**How to complete this task:** Reproduce word for word the stretch of the passage on self-managing mood cycles below, from "To me, it seems" through "finger harp strings).".
BEGIN Passage
My daughter is using an ADHD medication (don't know which one) for similar issues. She is very pleased with the results - it is working for her.

P.S. - almost forgot... Yes. Use the ups if they aren't dangerously uppy. Run any iffy decisions through trusted others before committing, though.
 
To me, it seems as if you are describing symptoms that I tend to experience. In my case, it is due to low grade bipolar (requiring careful self management, not medication).

In my case, it gets much, much worse when under stress, and follows predictable seasonal/weather cycles (I can predict my mood using weather forecasts :) ).

I can self-manage by a) knowing the cycles, b) being very careful at certain times in the cycle, c) leveling out via a meditation practice, d) light therapy, e) always having something to do that I want to do even when "down" (in my case, I finger harp strings).

My daughter is using an ADHD medication (don't know which one) for similar issues. She is very pleased with the results - it is working for her.
END Passage
BEGIN Stored data
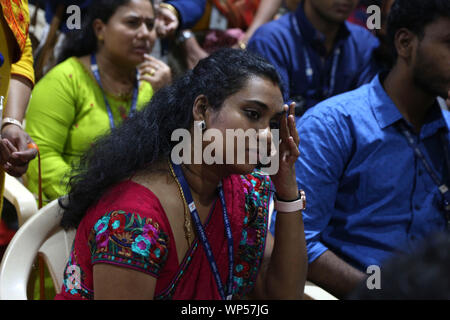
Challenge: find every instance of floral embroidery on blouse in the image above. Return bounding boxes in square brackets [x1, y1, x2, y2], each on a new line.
[89, 211, 169, 277]
[233, 171, 271, 299]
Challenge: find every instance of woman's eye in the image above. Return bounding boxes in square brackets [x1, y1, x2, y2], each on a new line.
[245, 110, 260, 120]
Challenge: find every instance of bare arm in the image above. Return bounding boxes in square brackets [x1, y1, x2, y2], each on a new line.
[93, 263, 156, 300]
[308, 250, 367, 298]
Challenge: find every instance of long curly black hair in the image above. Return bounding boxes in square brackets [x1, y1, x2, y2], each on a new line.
[60, 49, 281, 229]
[57, 0, 156, 63]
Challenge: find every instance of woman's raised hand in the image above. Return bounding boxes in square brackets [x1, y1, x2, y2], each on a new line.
[271, 102, 300, 201]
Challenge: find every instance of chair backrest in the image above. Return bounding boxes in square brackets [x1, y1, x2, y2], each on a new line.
[4, 173, 38, 227]
[0, 200, 75, 300]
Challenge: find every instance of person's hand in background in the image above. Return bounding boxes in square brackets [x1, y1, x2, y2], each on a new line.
[138, 55, 172, 92]
[156, 3, 180, 38]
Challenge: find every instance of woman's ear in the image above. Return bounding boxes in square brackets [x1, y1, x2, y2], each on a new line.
[92, 19, 105, 41]
[192, 94, 208, 121]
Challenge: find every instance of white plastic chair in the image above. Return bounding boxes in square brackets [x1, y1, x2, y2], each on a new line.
[0, 200, 75, 300]
[4, 173, 38, 227]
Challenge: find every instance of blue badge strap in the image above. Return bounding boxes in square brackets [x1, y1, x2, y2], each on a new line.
[172, 162, 234, 300]
[399, 122, 450, 225]
[91, 53, 139, 129]
[292, 15, 341, 98]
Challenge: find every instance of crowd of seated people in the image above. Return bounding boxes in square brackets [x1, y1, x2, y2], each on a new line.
[0, 0, 450, 300]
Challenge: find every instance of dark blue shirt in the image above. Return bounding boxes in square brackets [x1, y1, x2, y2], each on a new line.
[295, 76, 450, 271]
[247, 5, 379, 108]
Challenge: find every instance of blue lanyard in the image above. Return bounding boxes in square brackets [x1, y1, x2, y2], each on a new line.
[91, 53, 139, 129]
[292, 16, 341, 98]
[398, 122, 450, 231]
[172, 162, 234, 300]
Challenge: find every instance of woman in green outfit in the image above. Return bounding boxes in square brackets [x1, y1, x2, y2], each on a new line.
[26, 0, 171, 200]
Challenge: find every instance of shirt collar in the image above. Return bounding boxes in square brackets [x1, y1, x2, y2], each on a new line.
[369, 74, 450, 137]
[295, 1, 350, 52]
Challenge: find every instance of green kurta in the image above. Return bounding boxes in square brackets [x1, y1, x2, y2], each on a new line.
[26, 57, 153, 200]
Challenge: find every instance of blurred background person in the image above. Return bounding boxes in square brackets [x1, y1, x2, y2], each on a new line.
[26, 0, 171, 200]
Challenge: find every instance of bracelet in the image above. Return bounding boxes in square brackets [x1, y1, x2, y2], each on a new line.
[275, 190, 306, 213]
[159, 2, 180, 21]
[2, 118, 23, 130]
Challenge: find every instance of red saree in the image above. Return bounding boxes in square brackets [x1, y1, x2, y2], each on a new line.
[56, 173, 270, 300]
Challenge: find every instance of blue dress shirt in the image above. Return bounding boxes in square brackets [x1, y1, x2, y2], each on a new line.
[282, 76, 450, 271]
[247, 5, 379, 109]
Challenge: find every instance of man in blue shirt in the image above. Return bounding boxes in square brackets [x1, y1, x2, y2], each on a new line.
[247, 0, 379, 116]
[296, 0, 450, 297]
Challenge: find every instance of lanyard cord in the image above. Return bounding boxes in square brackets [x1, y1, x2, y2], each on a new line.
[91, 53, 139, 129]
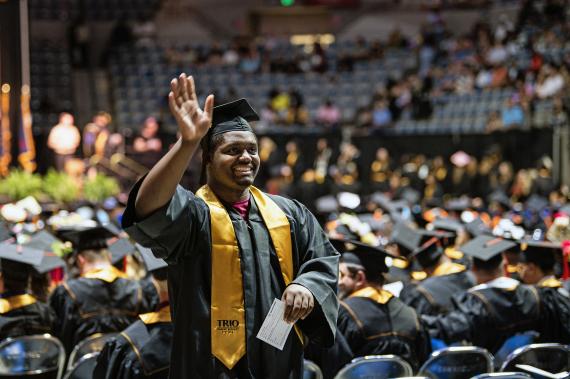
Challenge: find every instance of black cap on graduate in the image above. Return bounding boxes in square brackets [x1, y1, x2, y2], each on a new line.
[200, 99, 259, 183]
[331, 239, 395, 282]
[459, 235, 517, 269]
[520, 240, 562, 274]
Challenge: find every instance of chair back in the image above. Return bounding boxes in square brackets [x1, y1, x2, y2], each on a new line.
[419, 346, 493, 379]
[67, 333, 118, 371]
[501, 343, 570, 376]
[335, 355, 413, 379]
[471, 372, 532, 379]
[64, 352, 99, 379]
[494, 331, 538, 368]
[303, 359, 323, 379]
[0, 334, 65, 379]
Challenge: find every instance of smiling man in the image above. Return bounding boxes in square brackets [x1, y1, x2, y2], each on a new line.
[123, 74, 338, 378]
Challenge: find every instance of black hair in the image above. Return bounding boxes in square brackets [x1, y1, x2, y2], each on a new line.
[1, 259, 31, 292]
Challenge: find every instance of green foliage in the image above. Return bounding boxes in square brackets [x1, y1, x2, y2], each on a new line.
[0, 170, 42, 201]
[83, 173, 120, 203]
[43, 169, 80, 203]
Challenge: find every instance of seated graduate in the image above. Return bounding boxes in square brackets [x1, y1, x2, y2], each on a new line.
[519, 241, 570, 344]
[93, 246, 173, 379]
[50, 226, 152, 352]
[422, 236, 541, 354]
[400, 232, 475, 315]
[331, 241, 431, 369]
[0, 243, 55, 340]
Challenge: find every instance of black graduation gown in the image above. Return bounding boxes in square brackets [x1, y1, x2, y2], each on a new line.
[50, 270, 152, 353]
[0, 297, 55, 340]
[123, 180, 338, 379]
[400, 264, 475, 315]
[422, 278, 541, 354]
[537, 277, 570, 344]
[338, 290, 431, 370]
[93, 310, 173, 379]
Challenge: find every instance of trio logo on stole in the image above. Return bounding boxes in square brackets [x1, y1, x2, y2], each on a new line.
[216, 320, 239, 335]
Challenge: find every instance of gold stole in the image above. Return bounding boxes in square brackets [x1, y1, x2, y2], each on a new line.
[349, 287, 394, 304]
[0, 294, 37, 314]
[196, 185, 303, 369]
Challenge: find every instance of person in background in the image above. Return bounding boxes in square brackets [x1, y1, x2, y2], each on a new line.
[47, 112, 81, 171]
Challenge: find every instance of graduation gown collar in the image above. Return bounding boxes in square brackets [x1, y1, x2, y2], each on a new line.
[139, 305, 172, 325]
[350, 287, 394, 304]
[0, 294, 37, 314]
[82, 265, 127, 283]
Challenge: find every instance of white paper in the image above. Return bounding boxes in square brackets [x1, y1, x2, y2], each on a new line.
[257, 299, 293, 350]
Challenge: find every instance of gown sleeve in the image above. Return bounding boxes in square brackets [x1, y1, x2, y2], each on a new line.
[422, 293, 491, 344]
[122, 177, 196, 264]
[291, 202, 339, 346]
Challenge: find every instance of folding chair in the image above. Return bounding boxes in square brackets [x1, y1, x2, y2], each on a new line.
[335, 355, 413, 379]
[419, 346, 493, 379]
[0, 334, 65, 379]
[303, 359, 323, 379]
[64, 352, 99, 379]
[67, 333, 118, 371]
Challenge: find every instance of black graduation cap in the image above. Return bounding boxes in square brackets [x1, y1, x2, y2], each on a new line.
[392, 222, 422, 255]
[525, 194, 548, 213]
[0, 242, 44, 266]
[61, 224, 119, 252]
[108, 238, 136, 264]
[136, 243, 168, 272]
[459, 236, 517, 262]
[487, 190, 513, 209]
[444, 197, 471, 212]
[520, 240, 562, 269]
[330, 239, 396, 273]
[201, 99, 259, 149]
[465, 217, 492, 237]
[357, 213, 386, 232]
[432, 218, 464, 235]
[411, 233, 443, 268]
[24, 230, 66, 274]
[0, 221, 12, 242]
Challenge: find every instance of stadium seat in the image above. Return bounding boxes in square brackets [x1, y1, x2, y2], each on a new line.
[471, 372, 532, 379]
[0, 334, 65, 379]
[67, 333, 117, 371]
[303, 359, 323, 379]
[64, 352, 99, 379]
[335, 355, 413, 379]
[419, 346, 493, 379]
[501, 343, 570, 377]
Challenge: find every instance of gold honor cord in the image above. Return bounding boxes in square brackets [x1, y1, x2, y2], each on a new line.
[196, 185, 303, 369]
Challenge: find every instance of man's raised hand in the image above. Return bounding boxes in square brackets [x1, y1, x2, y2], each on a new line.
[168, 74, 214, 142]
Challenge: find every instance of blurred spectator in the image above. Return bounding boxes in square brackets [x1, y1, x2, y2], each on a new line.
[47, 112, 81, 171]
[317, 99, 341, 127]
[372, 100, 392, 128]
[133, 117, 162, 168]
[83, 111, 112, 158]
[501, 97, 524, 129]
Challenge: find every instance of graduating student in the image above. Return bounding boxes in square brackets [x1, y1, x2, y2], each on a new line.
[0, 243, 55, 340]
[123, 74, 338, 378]
[400, 232, 475, 315]
[422, 236, 541, 353]
[519, 241, 570, 344]
[50, 226, 151, 352]
[93, 246, 173, 379]
[335, 241, 431, 369]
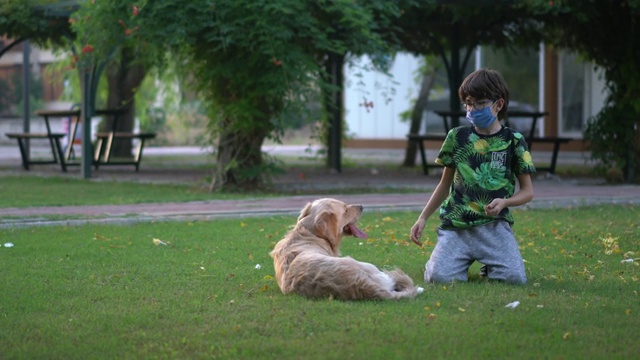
END Stored data
**Result of the task:**
To me, it seems as if you are describing symptoms that I tend to experience. In my case, it is due to low grade bipolar (requiring careful self management, not medication).

In my case, it gets much, much worse when under stress, and follows predictable seasonal/weather cycles (I can predict my mood using weather forecasts :) ).

I can self-manage by a) knowing the cycles, b) being very careful at certain times in the cycle, c) leveling out via a meditation practice, d) light therapy, e) always having something to do that I want to do even when "down" (in my case, I finger harp strings).